**Task statement:** Gather every line of the records below that contains the string "positive", copying each one in full. Case counts.

↓

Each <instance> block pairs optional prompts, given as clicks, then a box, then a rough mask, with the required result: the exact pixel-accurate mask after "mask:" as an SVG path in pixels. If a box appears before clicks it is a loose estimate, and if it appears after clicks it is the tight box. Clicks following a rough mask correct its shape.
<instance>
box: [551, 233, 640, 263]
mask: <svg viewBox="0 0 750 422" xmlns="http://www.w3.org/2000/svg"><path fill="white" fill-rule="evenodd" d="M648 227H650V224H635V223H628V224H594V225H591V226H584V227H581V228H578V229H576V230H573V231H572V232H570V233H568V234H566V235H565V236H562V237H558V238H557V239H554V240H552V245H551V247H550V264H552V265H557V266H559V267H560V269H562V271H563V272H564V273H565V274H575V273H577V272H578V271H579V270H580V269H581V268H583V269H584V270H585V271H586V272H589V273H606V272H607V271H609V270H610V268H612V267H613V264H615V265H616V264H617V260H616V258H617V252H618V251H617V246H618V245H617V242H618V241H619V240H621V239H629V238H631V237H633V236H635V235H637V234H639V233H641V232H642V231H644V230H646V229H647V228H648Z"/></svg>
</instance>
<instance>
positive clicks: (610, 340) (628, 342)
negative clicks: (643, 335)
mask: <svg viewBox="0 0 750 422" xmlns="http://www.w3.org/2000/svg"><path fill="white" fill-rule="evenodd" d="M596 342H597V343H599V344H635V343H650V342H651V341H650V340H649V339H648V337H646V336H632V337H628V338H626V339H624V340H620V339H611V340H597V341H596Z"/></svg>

↑
↓

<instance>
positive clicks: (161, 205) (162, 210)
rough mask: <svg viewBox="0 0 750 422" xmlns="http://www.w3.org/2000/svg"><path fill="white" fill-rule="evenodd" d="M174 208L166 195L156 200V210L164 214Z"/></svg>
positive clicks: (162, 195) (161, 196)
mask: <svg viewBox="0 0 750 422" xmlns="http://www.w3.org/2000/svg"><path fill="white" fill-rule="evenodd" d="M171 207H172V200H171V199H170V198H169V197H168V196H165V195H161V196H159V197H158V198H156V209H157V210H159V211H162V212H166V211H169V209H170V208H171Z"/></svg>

↑

**Solution to this problem:**
positive clicks: (610, 340) (628, 342)
positive clicks: (161, 205) (162, 210)
positive clicks: (162, 195) (161, 196)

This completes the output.